Selected extract:
Photograph by Cori Carter
Taquería La Oaxaqueña
You can fight us on this, but you won’t change our minds that this is the best Mexican restaurant in the metro area. Oaxaca is considered one of the culinary capitals of Mexico, and the Oaxacan specialty that eaters have raved about for years at this Jonesboro gem is the tlayuda: a large, grilled tortilla covered pizzalike with refritos, string cheese, avocado, lettuce, and your choice of meat (pork sluiced in chili is tops). You’ll also discover some of the finest tacos in town here; handmade corn tortillas are folded around delicacies such as stewed beef cheeks, tripe, and pork al pastor. Chicken tamales, flavored either with mole or salsa verde, have a surprisingly delicate texture. Huaraches, the sandal-shaped boats of masa dough, are loaded with rich meat. No matter what you order—and you should order it all—you can’t go wrong.
Kashk badenjoon
Photograph by Greg Dupree
Rumi’s Kitchen
Ali Mesghali’s Persian restaurant is big, brash, and beautiful. Staged against a turquoise-tiled open kitchen, the dining room is a glamorous setting for grazing on kashk badenjoon (fried eggplant, cream of whey, crispy onion, mint) and charred lamb kebabs perfumed with citrus and saffron. To accompany the main courses, opt for buttery basmati rice flecked with orange zest and pistachios. Since the day it opened in 2006, the restaurant has been swamped. A second location, which opened at Avalon in 2017, has done little to ease the crowds. Additional locations opened in Midtown at Colony Square (1175 Peachtree Street Northeast) and at Avalon in Alpharetta (7105 Avalon Boulevard).

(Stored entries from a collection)
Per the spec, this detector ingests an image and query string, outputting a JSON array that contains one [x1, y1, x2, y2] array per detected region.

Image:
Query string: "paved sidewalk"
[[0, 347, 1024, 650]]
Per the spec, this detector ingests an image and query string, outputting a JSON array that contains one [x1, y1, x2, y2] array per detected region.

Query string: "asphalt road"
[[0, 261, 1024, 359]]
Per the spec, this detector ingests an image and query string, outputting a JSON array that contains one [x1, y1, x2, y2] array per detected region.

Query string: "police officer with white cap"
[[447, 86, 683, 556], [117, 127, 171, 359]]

What to produce: Please translate this sentence from the restaurant text into Spanish: "Since the day it opened in 2006, the restaurant has been swamped." Use only the restaurant text to complete the work.

Response below: Desde el día en que abrió en 2006, el restaurante ha estado abarrotado.